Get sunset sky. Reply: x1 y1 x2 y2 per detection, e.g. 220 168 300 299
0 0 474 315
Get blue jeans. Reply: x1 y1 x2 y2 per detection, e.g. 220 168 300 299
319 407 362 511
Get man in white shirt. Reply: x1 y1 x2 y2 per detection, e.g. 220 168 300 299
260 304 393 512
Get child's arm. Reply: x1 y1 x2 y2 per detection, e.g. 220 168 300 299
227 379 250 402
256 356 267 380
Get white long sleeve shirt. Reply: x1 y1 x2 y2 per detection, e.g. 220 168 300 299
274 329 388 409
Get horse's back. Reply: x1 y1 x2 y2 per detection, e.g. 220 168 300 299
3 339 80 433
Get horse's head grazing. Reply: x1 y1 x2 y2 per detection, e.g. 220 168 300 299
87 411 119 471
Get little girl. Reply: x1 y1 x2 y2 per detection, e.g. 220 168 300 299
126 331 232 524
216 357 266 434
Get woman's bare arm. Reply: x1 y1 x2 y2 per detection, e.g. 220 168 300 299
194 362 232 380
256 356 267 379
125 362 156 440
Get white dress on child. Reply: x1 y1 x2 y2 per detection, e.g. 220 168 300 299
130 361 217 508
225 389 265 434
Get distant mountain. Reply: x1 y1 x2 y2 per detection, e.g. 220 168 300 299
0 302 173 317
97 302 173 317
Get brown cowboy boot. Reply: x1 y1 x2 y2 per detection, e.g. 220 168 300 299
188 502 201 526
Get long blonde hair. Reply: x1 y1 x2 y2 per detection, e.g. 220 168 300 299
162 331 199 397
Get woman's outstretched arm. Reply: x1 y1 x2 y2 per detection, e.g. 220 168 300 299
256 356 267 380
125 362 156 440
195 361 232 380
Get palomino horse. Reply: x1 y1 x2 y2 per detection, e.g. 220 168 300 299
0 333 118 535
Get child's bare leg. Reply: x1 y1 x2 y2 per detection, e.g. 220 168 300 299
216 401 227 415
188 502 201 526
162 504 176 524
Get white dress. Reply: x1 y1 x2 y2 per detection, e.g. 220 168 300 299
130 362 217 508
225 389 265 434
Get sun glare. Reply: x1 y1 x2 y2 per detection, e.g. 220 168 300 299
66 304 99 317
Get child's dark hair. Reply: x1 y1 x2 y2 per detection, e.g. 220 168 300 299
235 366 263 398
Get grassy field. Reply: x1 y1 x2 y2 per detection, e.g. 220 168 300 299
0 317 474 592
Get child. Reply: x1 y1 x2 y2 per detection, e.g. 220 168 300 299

━━━━━━━━━━━━━━━━━━━━━━━━━━━━━━

**Your instructions**
Please copy the records above word for word, starting at the line that contains "Get horse's back." and continuing through the last line of the records.

**Task output**
Get horse's back. Reply: x1 y1 x2 y2 per detection, e.g. 220 168 300 299
3 339 80 433
Get horse's head grazing. Reply: x1 y1 x2 y2 per detection, e.g. 220 168 300 299
87 411 119 471
Get little girl. Reply: x1 y1 x2 y2 per detection, e.g. 220 168 300 299
126 331 232 524
216 357 266 434
Get woman's bare arm. Reply: x1 y1 x2 y2 per detection, e.g. 220 168 300 299
194 362 232 380
256 356 267 379
125 362 156 440
Get white dress on child. Reply: x1 y1 x2 y2 per detection, e.g. 220 168 300 299
130 361 217 508
225 389 265 434
Get distant mountain. Reply: x1 y1 x2 y2 per detection, e.g. 220 168 300 299
0 302 173 317
97 302 173 317
Get brown cowboy boot. Reply: x1 y1 x2 y2 per detection, e.g. 220 168 300 299
188 502 201 526
Get long blonde hair. Reply: x1 y1 x2 y2 per detection, e.g. 220 168 300 299
162 331 199 397
Get woman's outstretched arm. Reply: x1 y1 x2 y2 per detection, e.g. 220 168 300 299
256 356 267 380
125 362 156 440
195 361 232 380
Get palomino horse. Reply: x1 y1 x2 y2 per detection, e.g. 220 168 300 299
0 333 118 535
Get child's bare leg. Reply: x1 y1 x2 y2 per detection, e.g. 220 168 300 299
216 401 227 415
188 502 201 526
162 504 176 524
Get white dress. Reply: x1 y1 x2 y2 per detection, e.g. 220 168 300 299
130 362 217 508
225 389 265 434
Get sun glare. Reply: x1 y1 x2 y2 per detection, e.g. 220 168 300 299
66 304 99 317
Get child's dark hair. Reply: x1 y1 x2 y2 per detection, e.g. 220 168 300 299
235 366 263 398
Get grassy field. Reply: x1 y1 x2 y2 per detection, e.g. 220 168 300 299
0 317 474 592
Get child. Reply: x1 y1 x2 y2 per detection, e.g. 220 168 300 299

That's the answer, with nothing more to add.